### [Collected data]
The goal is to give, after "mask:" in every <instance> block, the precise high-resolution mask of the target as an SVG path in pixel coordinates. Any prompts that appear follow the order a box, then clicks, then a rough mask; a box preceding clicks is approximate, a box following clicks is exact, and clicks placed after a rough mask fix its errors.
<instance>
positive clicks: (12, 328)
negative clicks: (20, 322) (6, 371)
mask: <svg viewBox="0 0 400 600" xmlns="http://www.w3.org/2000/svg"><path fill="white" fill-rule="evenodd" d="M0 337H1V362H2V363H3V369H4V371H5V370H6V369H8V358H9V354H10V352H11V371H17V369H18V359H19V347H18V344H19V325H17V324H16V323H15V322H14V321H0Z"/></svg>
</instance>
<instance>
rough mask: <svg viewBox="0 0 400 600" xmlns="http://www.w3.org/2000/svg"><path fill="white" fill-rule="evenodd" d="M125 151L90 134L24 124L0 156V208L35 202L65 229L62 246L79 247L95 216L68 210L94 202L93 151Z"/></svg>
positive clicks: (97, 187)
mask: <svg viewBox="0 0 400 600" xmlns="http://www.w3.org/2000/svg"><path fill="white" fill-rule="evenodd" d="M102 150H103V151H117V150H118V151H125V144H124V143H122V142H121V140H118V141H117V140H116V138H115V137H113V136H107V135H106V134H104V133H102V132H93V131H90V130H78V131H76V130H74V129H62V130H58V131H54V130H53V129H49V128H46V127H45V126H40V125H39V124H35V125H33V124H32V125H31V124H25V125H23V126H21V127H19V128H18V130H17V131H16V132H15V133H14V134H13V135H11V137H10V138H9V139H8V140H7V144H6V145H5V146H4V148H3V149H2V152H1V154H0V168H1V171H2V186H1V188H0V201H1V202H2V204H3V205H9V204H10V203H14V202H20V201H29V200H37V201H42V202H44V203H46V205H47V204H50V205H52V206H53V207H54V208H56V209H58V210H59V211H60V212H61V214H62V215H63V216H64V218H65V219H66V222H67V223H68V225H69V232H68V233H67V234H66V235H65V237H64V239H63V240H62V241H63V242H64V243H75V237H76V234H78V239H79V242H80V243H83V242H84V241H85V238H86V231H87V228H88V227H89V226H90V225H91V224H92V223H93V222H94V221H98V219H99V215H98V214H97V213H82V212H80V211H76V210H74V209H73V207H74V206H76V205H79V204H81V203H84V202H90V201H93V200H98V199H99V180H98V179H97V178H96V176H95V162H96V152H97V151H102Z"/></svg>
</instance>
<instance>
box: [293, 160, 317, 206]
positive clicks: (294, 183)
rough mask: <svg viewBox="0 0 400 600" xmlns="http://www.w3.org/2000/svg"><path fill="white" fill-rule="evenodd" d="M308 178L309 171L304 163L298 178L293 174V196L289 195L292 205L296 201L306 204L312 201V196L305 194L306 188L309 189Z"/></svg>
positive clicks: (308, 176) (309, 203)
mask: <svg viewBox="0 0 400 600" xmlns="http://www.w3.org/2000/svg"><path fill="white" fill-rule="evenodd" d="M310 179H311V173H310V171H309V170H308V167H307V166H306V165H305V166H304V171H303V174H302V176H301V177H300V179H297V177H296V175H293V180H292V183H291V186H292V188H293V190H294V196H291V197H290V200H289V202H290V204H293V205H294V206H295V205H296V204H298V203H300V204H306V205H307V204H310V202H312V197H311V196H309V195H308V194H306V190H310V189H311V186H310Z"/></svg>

### [WORK ORDER]
Retype the records, line for line.

### [SOLUTION TO THIS PROBLEM]
The goal is to give, after "mask:" in every <instance> block, the precise high-resolution mask of the target as an SVG path in pixel coordinates. Any prompts that appear follow the order a box, then clicks, then a rough mask; a box preceding clicks is approximate, a box following clicks is exact, and clicks placed after a rough mask fix its errors.
<instance>
positive clicks: (12, 328)
negative clicks: (20, 322) (6, 371)
mask: <svg viewBox="0 0 400 600" xmlns="http://www.w3.org/2000/svg"><path fill="white" fill-rule="evenodd" d="M0 337H1V362H2V363H3V369H4V371H5V370H6V369H8V358H9V354H10V352H11V371H17V369H18V359H19V347H18V344H19V325H17V324H16V323H15V322H14V321H0Z"/></svg>
</instance>
<instance>
rough mask: <svg viewBox="0 0 400 600" xmlns="http://www.w3.org/2000/svg"><path fill="white" fill-rule="evenodd" d="M125 151L90 134L24 124L0 156V208L35 202L65 229L62 246L79 247L95 216L68 210L94 202L93 151Z"/></svg>
positive clicks: (97, 187)
mask: <svg viewBox="0 0 400 600" xmlns="http://www.w3.org/2000/svg"><path fill="white" fill-rule="evenodd" d="M102 150H103V151H117V150H118V151H125V144H124V143H122V142H121V140H118V141H117V140H116V138H115V137H113V136H107V135H106V134H104V133H102V132H93V131H90V130H78V131H76V130H74V129H62V130H58V131H54V130H53V129H49V128H46V127H45V126H40V125H39V124H35V125H33V124H32V125H31V124H25V125H23V126H21V127H19V128H18V130H17V131H16V132H15V133H14V134H13V135H11V137H10V138H9V139H8V140H7V144H6V145H5V146H4V148H3V149H2V152H1V154H0V168H1V171H2V186H1V188H0V201H1V202H2V204H3V205H9V204H10V203H14V202H20V201H29V200H37V201H42V202H44V203H46V205H47V204H50V205H52V206H53V207H54V208H56V209H58V210H59V211H60V212H61V214H62V215H63V216H64V218H65V219H66V222H67V223H68V225H69V232H68V233H67V234H66V235H65V237H64V239H63V240H62V241H63V242H64V243H75V237H76V234H78V239H79V242H80V243H83V242H84V241H85V238H86V231H87V228H88V227H89V226H90V225H91V224H92V223H93V222H94V221H98V219H99V215H98V214H97V213H82V212H80V211H76V210H74V209H73V207H74V206H76V205H79V204H81V203H84V202H90V201H93V200H98V199H99V180H98V179H97V178H96V176H95V162H96V152H97V151H102Z"/></svg>
</instance>
<instance>
box: [293, 160, 317, 206]
positive clicks: (294, 183)
rough mask: <svg viewBox="0 0 400 600" xmlns="http://www.w3.org/2000/svg"><path fill="white" fill-rule="evenodd" d="M308 178L309 171L304 163L298 178L293 174V196L289 195L292 205L296 201L306 204L312 201V196L305 194L306 188L309 189Z"/></svg>
positive clicks: (308, 176) (309, 203)
mask: <svg viewBox="0 0 400 600" xmlns="http://www.w3.org/2000/svg"><path fill="white" fill-rule="evenodd" d="M310 179H311V173H310V171H309V170H308V167H307V166H306V165H305V166H304V171H303V174H302V176H301V177H300V179H297V177H296V175H293V180H292V183H291V186H292V188H293V190H294V196H291V197H290V200H289V202H290V204H293V205H294V206H295V205H296V204H298V203H300V204H306V205H307V204H310V202H312V197H311V196H309V195H308V194H306V190H310V189H311V186H310Z"/></svg>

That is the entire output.